- _AIM_: Copy each line of the items that contains the string "lighthouse", and note that case counts.

- _DATA FOR THIS TASK_:

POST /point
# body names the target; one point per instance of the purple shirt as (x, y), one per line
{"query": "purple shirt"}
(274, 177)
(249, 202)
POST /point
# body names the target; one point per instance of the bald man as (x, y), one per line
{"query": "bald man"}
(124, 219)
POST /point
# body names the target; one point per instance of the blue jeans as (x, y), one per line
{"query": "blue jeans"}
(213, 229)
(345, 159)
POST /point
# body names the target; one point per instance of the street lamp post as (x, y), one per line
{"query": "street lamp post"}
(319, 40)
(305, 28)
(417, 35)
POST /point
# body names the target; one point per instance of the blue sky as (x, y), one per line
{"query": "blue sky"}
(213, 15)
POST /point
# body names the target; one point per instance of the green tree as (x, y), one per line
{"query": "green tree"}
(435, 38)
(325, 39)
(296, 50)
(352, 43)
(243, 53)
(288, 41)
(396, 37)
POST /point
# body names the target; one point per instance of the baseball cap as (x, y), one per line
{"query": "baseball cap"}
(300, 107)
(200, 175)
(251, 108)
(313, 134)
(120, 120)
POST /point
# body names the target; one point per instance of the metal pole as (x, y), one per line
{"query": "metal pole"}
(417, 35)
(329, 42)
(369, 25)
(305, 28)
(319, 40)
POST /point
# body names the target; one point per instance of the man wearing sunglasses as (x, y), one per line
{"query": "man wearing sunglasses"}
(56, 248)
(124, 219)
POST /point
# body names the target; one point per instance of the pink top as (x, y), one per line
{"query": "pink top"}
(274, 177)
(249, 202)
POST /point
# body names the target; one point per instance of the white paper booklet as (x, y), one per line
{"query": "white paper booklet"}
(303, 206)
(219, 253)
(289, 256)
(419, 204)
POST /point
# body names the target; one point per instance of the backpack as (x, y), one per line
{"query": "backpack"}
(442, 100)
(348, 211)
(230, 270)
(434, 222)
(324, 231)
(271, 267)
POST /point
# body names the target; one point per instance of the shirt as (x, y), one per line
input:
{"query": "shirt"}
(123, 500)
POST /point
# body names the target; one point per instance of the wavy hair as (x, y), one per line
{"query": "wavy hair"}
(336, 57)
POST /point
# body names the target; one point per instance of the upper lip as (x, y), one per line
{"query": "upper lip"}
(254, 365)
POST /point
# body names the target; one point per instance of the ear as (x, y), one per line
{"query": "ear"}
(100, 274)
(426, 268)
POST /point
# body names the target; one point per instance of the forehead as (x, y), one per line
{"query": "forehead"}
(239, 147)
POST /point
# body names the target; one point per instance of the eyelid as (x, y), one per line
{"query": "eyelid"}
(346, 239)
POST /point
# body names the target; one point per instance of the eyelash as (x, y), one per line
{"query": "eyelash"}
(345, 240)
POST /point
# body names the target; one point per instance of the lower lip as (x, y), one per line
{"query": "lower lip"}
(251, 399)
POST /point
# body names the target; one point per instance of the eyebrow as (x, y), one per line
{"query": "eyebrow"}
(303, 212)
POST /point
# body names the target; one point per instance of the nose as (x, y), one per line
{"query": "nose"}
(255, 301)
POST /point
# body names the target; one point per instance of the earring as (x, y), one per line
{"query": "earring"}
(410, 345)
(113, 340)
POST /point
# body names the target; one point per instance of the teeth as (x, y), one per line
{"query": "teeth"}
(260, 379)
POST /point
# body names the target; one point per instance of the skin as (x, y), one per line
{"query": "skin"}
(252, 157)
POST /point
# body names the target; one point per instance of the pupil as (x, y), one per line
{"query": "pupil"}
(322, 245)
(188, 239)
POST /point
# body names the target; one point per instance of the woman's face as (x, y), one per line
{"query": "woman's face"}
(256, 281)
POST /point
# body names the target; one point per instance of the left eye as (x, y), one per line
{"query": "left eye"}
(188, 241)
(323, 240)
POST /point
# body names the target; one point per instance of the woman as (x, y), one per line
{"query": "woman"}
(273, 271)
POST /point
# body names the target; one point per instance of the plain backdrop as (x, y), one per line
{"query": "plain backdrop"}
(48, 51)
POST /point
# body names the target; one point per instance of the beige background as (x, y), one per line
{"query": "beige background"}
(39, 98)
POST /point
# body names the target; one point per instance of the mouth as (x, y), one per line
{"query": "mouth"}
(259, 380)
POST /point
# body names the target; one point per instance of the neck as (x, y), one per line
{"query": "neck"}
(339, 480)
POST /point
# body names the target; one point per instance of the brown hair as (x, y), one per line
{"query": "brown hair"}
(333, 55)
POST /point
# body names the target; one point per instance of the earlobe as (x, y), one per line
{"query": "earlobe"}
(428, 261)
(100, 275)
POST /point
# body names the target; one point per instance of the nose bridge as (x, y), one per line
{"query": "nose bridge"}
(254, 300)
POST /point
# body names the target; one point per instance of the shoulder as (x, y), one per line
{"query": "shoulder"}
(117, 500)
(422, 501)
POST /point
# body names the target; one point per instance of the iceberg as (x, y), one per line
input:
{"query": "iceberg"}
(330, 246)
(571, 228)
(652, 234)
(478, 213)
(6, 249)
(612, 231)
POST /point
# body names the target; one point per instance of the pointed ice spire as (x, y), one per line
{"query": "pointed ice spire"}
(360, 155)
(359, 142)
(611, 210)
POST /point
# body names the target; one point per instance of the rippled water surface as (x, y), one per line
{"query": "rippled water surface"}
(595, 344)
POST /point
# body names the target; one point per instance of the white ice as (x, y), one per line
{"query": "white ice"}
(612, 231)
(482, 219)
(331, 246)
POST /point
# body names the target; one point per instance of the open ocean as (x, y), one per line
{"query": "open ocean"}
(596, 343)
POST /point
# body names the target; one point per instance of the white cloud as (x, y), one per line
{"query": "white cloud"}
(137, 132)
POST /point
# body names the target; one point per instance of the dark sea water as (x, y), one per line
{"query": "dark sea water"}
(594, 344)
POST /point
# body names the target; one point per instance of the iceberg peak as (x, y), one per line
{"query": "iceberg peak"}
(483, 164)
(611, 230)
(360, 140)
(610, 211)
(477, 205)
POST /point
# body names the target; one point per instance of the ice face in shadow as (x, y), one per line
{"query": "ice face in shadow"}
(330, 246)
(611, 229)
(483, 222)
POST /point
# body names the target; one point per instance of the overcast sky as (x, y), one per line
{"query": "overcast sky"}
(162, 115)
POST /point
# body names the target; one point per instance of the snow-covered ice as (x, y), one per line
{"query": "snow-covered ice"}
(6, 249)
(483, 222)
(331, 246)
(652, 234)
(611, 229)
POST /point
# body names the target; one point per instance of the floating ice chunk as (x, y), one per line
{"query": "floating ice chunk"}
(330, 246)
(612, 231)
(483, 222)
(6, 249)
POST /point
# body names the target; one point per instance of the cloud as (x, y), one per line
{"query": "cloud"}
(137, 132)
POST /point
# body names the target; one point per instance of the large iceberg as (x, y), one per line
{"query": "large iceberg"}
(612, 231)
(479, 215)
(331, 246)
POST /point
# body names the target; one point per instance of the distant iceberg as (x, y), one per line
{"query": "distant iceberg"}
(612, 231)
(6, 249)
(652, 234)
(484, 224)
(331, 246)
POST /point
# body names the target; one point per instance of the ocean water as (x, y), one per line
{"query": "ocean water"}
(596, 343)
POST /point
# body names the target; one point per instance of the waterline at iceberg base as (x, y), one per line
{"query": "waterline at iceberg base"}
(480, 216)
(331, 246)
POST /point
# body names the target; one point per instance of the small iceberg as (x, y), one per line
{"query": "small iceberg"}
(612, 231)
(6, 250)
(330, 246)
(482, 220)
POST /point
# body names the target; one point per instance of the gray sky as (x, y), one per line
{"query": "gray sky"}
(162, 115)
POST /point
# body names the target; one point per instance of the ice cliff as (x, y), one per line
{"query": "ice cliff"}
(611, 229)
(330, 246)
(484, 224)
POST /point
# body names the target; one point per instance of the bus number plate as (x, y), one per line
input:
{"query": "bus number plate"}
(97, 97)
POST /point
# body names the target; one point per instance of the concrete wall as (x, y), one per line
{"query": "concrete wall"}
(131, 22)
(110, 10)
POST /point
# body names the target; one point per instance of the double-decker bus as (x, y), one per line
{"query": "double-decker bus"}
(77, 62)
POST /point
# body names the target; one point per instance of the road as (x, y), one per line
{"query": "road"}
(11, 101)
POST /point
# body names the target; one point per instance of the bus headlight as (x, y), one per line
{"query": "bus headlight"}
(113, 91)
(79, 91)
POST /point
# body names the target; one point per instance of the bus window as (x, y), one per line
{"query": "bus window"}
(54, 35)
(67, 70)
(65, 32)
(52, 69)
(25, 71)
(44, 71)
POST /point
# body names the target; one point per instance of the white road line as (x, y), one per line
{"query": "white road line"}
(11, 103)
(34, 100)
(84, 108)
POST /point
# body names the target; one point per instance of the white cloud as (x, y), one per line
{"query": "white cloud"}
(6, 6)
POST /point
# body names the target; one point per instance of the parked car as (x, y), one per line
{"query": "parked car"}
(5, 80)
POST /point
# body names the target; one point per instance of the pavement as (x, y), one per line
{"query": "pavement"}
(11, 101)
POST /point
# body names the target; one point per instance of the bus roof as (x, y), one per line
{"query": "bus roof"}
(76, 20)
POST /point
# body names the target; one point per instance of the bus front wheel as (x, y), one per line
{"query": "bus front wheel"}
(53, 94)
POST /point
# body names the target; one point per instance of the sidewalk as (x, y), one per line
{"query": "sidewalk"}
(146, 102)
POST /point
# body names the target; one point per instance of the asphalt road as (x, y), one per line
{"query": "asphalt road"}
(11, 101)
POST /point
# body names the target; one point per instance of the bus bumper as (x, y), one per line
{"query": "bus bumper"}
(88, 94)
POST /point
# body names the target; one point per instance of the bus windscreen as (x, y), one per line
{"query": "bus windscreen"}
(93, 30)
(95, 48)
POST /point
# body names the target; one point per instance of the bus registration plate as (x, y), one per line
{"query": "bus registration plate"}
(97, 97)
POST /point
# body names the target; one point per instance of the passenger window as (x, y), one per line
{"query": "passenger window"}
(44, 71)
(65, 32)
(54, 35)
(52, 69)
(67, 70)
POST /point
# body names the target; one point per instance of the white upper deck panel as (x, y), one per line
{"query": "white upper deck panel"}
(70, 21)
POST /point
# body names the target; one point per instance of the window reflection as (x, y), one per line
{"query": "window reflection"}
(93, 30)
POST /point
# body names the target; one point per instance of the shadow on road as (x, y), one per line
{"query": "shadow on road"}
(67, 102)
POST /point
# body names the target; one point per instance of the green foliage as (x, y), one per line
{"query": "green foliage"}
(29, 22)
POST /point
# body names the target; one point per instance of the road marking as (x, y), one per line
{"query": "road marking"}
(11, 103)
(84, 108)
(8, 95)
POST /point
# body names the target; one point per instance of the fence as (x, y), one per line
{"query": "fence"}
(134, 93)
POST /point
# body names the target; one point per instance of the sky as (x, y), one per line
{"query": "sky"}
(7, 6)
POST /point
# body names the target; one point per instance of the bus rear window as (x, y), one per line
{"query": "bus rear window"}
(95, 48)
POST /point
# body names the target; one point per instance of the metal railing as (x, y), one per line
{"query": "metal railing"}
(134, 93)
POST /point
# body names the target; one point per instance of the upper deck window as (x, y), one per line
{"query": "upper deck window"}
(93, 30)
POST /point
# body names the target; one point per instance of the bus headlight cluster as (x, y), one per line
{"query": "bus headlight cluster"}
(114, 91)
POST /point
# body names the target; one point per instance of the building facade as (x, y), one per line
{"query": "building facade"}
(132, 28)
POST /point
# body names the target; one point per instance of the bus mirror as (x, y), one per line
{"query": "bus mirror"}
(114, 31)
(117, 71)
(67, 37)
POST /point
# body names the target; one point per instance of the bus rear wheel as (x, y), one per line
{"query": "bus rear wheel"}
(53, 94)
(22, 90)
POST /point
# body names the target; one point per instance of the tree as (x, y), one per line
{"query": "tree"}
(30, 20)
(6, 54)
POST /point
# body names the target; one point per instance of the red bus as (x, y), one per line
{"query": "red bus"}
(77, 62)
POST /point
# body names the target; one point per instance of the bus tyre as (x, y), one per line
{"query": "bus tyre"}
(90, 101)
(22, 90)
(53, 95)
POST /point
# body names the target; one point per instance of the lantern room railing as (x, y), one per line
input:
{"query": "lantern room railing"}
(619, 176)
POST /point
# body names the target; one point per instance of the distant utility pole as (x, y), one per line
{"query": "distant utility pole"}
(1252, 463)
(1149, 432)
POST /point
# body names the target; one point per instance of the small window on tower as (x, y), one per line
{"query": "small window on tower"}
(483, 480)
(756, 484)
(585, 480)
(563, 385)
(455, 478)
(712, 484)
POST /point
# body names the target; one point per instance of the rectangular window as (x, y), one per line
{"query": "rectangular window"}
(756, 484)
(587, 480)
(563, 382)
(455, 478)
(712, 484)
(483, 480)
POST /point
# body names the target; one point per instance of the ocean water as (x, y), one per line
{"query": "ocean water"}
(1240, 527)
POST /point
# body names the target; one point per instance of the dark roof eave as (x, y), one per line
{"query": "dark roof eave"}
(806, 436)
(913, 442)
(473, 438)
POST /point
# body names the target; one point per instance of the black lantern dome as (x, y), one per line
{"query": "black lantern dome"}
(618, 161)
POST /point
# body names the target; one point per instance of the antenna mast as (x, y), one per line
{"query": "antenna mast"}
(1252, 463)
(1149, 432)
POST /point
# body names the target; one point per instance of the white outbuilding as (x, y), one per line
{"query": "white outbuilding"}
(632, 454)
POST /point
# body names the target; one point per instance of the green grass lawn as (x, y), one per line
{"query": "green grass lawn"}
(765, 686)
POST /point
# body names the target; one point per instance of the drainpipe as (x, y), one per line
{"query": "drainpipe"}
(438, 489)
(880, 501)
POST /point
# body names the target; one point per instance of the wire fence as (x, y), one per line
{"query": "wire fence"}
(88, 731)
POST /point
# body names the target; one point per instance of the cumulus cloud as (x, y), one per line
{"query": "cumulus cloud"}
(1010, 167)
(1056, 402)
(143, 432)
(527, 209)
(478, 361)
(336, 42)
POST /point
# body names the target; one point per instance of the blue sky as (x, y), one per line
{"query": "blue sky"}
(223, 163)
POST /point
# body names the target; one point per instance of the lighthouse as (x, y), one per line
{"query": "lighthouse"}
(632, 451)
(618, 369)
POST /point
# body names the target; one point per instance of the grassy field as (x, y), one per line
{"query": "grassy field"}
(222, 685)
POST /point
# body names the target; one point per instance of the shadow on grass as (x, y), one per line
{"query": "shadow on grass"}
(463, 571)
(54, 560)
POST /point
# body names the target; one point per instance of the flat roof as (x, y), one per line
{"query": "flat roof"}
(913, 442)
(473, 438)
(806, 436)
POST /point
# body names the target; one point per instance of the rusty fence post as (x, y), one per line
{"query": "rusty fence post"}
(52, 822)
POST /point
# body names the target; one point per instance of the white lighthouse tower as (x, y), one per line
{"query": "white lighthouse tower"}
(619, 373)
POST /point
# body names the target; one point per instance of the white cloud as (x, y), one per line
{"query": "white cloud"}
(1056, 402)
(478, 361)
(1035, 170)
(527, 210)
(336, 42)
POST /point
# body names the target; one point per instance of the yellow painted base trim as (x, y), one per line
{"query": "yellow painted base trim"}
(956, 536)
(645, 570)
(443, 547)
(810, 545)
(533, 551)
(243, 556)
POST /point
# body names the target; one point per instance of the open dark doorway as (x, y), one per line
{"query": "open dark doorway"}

- _RIGHT ANSWER_:
# body names the target; one point per instance of the lighthouse as (x, y), one per line
{"query": "lighthouse"}
# body names the target; one point per instance of the white lighthouse tower as (x, y), one per line
{"query": "white lighthouse tower"}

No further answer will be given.